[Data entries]
□ □ □

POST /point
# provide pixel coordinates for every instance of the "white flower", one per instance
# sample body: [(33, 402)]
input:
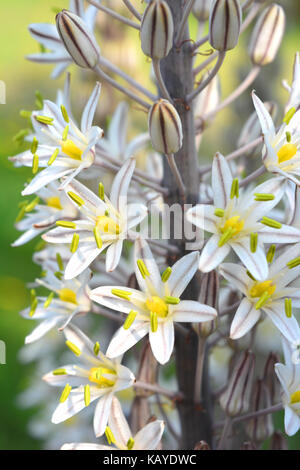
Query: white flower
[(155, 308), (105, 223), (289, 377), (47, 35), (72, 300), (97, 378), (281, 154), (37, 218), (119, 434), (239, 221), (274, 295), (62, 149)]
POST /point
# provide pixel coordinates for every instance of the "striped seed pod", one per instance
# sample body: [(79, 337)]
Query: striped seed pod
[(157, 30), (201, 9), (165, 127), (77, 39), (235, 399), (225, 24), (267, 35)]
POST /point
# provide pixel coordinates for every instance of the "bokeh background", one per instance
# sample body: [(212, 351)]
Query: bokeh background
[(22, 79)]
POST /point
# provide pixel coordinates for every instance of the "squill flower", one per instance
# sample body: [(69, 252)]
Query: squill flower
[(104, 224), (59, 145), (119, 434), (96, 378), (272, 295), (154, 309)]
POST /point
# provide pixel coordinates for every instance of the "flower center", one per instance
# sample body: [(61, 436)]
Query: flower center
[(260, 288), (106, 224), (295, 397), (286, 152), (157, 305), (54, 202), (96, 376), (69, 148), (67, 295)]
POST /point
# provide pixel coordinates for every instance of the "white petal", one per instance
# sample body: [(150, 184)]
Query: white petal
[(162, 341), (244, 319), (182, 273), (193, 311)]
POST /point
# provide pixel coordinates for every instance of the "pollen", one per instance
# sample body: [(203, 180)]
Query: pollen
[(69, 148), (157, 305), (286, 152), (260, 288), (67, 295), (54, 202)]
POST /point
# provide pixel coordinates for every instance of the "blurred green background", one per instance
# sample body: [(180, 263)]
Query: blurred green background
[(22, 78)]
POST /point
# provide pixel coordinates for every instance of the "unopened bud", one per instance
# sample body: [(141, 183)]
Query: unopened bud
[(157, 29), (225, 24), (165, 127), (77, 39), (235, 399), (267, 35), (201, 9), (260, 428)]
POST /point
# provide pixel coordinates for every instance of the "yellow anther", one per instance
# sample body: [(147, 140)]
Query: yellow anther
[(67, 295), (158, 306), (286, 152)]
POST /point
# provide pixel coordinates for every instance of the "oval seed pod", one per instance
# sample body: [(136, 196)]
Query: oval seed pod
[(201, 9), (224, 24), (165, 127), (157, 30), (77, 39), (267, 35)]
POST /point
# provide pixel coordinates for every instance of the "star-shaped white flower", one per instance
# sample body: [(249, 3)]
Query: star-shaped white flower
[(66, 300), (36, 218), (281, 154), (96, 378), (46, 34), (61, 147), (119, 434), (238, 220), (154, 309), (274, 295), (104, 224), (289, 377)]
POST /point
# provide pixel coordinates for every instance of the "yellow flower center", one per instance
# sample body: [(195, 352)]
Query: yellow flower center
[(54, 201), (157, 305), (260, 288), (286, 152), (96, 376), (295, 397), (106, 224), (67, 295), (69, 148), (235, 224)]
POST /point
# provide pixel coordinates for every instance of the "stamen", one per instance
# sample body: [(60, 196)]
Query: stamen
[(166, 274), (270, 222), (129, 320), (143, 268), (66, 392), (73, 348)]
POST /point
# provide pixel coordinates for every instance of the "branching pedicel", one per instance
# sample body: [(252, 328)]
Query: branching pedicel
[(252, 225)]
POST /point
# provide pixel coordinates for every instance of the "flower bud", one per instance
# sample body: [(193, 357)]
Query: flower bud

□ □ □

#### DIRECTIONS
Reproduce, with no other lines, the one containing "# sample body: [(60, 196)]" and all lines after it through the end of the data above.

#### PROBLEM SOLUTION
# sample body: [(60, 196)]
Query: stamen
[(166, 274), (270, 222), (129, 320), (143, 268), (66, 392), (73, 348)]
POST /point
# provide pixel coordinates for every instance of the "branching pedicel", one per instance
# sample body: [(252, 328)]
Query: branching pedicel
[(252, 225)]
POST /point
# provide pixel coordinates for every instance of the "flower bud", one per instance
# sample body: [(193, 357)]
Query: flower bud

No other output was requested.